(Saved data entries)
++++

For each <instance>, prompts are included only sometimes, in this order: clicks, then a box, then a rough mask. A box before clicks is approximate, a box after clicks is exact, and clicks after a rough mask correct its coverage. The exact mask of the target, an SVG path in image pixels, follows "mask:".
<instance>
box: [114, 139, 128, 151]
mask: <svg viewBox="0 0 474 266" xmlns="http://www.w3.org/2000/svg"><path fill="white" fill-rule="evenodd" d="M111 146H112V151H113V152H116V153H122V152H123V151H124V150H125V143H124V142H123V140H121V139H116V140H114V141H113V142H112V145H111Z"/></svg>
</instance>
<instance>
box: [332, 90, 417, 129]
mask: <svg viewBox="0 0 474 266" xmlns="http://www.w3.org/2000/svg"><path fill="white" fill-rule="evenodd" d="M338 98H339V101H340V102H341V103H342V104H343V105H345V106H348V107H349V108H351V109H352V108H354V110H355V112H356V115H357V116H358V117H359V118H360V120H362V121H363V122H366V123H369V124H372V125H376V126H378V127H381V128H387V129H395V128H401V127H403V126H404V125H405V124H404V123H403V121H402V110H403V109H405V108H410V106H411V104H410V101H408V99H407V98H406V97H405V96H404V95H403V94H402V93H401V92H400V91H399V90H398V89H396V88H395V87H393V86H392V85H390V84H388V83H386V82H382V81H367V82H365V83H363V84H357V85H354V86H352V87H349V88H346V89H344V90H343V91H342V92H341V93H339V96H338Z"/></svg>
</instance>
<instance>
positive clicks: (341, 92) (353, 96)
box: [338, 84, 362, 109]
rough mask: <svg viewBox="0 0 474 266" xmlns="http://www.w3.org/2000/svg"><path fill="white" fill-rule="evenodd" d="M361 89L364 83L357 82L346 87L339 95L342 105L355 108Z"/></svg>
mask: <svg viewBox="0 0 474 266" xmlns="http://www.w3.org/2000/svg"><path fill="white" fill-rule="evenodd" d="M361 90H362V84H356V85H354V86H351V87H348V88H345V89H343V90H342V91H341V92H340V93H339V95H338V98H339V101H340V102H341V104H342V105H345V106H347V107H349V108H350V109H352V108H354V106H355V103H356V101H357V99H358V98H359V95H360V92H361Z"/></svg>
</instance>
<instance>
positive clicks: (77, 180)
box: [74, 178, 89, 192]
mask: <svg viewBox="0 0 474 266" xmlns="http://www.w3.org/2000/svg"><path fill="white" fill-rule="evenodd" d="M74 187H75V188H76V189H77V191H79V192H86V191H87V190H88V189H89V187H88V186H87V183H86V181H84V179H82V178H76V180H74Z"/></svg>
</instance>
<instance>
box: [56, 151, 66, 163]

++++

▸ **Aim of the exercise**
Word for word, restate all of the entries.

▸ **Reply to the exercise**
For each <instance>, prompts are included only sometimes, in this order: clicks, then a box, then a rough mask. A box before clicks is approximate, a box after clicks is exact, and clicks after a rough mask correct its coverage. The exact mask of the target, an SVG path in image pixels, follows "mask:".
<instance>
box: [114, 139, 128, 151]
mask: <svg viewBox="0 0 474 266" xmlns="http://www.w3.org/2000/svg"><path fill="white" fill-rule="evenodd" d="M111 146H112V151H113V152H116V153H122V152H123V151H124V150H125V143H124V142H123V140H121V139H116V140H114V141H113V142H112V145H111Z"/></svg>
</instance>
<instance>
box: [332, 90, 417, 129]
mask: <svg viewBox="0 0 474 266" xmlns="http://www.w3.org/2000/svg"><path fill="white" fill-rule="evenodd" d="M338 98H339V101H340V102H341V103H342V104H343V105H345V106H348V107H349V108H351V109H352V108H354V110H355V112H356V115H357V116H358V117H359V118H360V120H362V121H363V122H366V123H369V124H372V125H376V126H378V127H381V128H387V129H395V128H401V127H403V126H404V125H405V124H404V123H403V121H402V110H403V109H405V108H410V106H411V104H410V101H408V99H407V98H406V97H405V96H404V95H403V94H402V93H401V92H400V91H399V90H398V89H396V88H395V87H393V86H392V85H390V84H388V83H386V82H382V81H367V82H365V83H363V84H357V85H354V86H352V87H349V88H346V89H344V90H343V91H342V92H341V93H339V96H338Z"/></svg>
</instance>
<instance>
positive clicks: (341, 92) (353, 96)
box: [338, 84, 362, 109]
rough mask: <svg viewBox="0 0 474 266" xmlns="http://www.w3.org/2000/svg"><path fill="white" fill-rule="evenodd" d="M361 89L364 83L357 82L346 87L339 95L342 105L355 108Z"/></svg>
mask: <svg viewBox="0 0 474 266" xmlns="http://www.w3.org/2000/svg"><path fill="white" fill-rule="evenodd" d="M361 90H362V84H356V85H354V86H351V87H348V88H345V89H343V90H342V91H341V92H340V93H339V95H338V98H339V101H340V102H341V104H342V105H345V106H347V107H349V108H350V109H352V108H354V106H355V103H356V101H357V99H358V98H359V95H360V92H361Z"/></svg>
</instance>
<instance>
positive clicks: (77, 180)
box: [74, 178, 89, 192]
mask: <svg viewBox="0 0 474 266" xmlns="http://www.w3.org/2000/svg"><path fill="white" fill-rule="evenodd" d="M74 187H75V188H76V189H77V191H79V192H86V191H87V190H88V189H89V187H88V186H87V183H86V181H84V179H82V178H76V180H74Z"/></svg>
</instance>
<instance>
box: [56, 151, 66, 163]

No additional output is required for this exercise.